(Named-object pointing records)
▶

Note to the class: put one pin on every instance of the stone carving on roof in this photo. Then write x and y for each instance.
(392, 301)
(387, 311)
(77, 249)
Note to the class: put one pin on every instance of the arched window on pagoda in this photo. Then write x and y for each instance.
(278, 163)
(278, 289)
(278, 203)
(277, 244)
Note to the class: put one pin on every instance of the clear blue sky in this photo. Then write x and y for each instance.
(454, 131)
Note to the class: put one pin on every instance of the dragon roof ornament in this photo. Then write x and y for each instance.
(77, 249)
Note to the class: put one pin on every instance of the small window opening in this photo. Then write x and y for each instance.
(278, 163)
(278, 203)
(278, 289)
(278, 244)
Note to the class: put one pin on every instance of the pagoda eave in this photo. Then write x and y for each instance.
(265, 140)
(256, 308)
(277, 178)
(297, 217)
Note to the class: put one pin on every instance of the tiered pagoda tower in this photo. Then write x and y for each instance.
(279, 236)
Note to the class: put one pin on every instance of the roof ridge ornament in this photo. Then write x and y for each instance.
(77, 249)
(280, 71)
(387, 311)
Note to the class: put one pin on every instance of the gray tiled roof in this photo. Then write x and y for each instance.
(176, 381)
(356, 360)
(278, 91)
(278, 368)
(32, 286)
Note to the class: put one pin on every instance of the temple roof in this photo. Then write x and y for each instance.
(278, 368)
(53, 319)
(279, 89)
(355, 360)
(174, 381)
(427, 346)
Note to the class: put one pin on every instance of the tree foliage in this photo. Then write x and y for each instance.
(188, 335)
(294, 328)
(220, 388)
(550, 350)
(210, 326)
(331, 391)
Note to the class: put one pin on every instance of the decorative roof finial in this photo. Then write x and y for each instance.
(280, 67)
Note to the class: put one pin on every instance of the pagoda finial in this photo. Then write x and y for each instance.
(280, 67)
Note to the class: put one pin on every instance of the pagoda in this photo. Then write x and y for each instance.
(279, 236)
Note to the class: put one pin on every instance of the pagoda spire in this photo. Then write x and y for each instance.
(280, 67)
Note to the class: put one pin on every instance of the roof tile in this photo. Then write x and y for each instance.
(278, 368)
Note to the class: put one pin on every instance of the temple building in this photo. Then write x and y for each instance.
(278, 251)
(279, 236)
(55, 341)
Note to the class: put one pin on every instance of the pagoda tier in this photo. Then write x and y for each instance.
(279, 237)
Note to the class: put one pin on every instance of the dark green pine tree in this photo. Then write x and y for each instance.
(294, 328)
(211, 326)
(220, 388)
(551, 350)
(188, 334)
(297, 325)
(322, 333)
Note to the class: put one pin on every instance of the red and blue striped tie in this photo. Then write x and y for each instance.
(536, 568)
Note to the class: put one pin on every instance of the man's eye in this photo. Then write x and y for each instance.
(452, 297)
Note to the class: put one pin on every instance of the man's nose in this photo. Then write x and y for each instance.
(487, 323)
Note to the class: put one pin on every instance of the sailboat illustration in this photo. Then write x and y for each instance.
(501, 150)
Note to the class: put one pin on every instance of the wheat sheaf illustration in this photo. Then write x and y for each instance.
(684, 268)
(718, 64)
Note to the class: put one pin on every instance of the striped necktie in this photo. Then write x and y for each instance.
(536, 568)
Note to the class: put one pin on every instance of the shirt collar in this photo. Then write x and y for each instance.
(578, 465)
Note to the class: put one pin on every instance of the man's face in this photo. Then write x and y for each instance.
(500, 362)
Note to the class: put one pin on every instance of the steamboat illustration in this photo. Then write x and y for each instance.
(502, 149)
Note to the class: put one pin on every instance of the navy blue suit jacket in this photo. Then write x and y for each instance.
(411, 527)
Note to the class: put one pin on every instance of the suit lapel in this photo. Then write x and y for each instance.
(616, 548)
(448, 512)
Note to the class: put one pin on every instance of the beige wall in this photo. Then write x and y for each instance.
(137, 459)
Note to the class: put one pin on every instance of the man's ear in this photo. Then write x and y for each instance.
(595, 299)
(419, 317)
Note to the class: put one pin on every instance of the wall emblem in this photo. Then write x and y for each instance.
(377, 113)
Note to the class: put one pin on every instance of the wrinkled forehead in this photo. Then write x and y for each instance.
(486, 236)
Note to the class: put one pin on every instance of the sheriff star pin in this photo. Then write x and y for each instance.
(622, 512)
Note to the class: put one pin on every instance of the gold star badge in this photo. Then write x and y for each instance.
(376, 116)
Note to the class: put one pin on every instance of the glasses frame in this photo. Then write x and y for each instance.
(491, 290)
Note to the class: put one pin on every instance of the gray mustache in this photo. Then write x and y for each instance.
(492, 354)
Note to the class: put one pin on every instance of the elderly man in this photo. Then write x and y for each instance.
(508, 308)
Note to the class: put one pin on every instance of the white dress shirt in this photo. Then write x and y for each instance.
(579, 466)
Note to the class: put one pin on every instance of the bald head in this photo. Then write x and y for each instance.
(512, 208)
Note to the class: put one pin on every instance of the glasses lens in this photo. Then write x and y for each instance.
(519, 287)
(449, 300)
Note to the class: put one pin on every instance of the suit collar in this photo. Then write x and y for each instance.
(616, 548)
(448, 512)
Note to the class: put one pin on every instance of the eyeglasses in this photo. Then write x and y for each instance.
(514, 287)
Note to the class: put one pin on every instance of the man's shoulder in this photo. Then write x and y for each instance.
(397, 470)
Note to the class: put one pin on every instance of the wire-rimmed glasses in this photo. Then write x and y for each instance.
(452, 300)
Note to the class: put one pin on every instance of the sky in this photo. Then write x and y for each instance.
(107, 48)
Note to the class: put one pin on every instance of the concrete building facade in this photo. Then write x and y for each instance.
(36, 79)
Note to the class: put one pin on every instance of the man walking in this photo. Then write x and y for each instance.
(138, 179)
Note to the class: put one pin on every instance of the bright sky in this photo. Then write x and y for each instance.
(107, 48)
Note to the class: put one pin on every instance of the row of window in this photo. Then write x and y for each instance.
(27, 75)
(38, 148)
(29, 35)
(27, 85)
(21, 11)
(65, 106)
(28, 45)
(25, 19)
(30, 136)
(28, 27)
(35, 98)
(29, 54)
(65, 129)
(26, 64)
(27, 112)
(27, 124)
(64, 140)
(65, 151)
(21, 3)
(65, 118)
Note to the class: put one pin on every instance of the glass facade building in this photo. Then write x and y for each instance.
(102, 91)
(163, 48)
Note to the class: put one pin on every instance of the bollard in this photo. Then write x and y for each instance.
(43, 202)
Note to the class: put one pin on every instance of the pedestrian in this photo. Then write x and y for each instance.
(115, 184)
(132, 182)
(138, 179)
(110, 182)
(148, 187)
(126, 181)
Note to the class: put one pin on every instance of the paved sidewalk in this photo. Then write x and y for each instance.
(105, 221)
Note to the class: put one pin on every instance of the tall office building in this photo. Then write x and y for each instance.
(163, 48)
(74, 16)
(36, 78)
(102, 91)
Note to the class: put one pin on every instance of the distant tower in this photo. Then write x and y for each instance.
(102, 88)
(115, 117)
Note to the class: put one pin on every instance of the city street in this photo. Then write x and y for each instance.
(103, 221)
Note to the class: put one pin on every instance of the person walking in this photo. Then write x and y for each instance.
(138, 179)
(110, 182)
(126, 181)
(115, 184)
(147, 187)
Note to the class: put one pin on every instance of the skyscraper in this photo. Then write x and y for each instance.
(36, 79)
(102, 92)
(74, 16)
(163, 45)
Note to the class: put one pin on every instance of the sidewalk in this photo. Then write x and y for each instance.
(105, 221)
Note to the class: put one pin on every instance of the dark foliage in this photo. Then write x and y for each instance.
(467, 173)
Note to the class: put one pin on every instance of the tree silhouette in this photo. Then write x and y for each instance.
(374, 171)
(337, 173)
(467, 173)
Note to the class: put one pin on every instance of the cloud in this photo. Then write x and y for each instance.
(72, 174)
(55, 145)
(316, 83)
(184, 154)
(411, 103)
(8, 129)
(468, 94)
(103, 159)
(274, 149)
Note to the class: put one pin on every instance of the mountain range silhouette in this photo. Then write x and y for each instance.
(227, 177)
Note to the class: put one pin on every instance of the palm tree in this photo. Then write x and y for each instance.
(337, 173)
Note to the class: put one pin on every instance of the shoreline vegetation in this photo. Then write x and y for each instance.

◀

INSTRUCTION: Locate "of the person" in the data above. Then repeat, exactly, its line and each line after it through the last, adding nothing.

RESULT OF THE EXERCISE:
Note to the class: put one pin on every instance of the person walking in this photo. Then write x and y for each instance.
(138, 179)
(110, 182)
(126, 181)
(115, 184)
(147, 187)
Note to the class: put one pin on every instance of the skyscraper in this photo. Then write x and y for each instance.
(36, 79)
(102, 92)
(74, 16)
(163, 45)
Note to the class: put one pin on every instance of the sidewalk in this photo. Then write x and y for each instance.
(105, 221)
Note to the class: put one pin on every instance of the dark foliage in this photo. Then write x and y for each instance.
(467, 173)
Note to the class: put one pin on every instance of the tree silhouette in this photo. Then write x and y for each instance.
(374, 171)
(337, 173)
(467, 173)
Note to the class: put one pin on every instance of the cloud in this photo. Then write x and y for each instance.
(72, 174)
(55, 145)
(316, 83)
(184, 154)
(411, 103)
(8, 129)
(468, 94)
(103, 159)
(274, 149)
Note to the class: put one pin on every instance of the mountain range silhouette in this photo. Then write x and y for each instance.
(227, 177)
Note to the class: put one pin on every instance of the palm tree in this photo. Then write x and y for each instance.
(337, 173)
Note to the class: put one pin on every instance of the shoreline vegetation in this photo. Then write x and y for each instance.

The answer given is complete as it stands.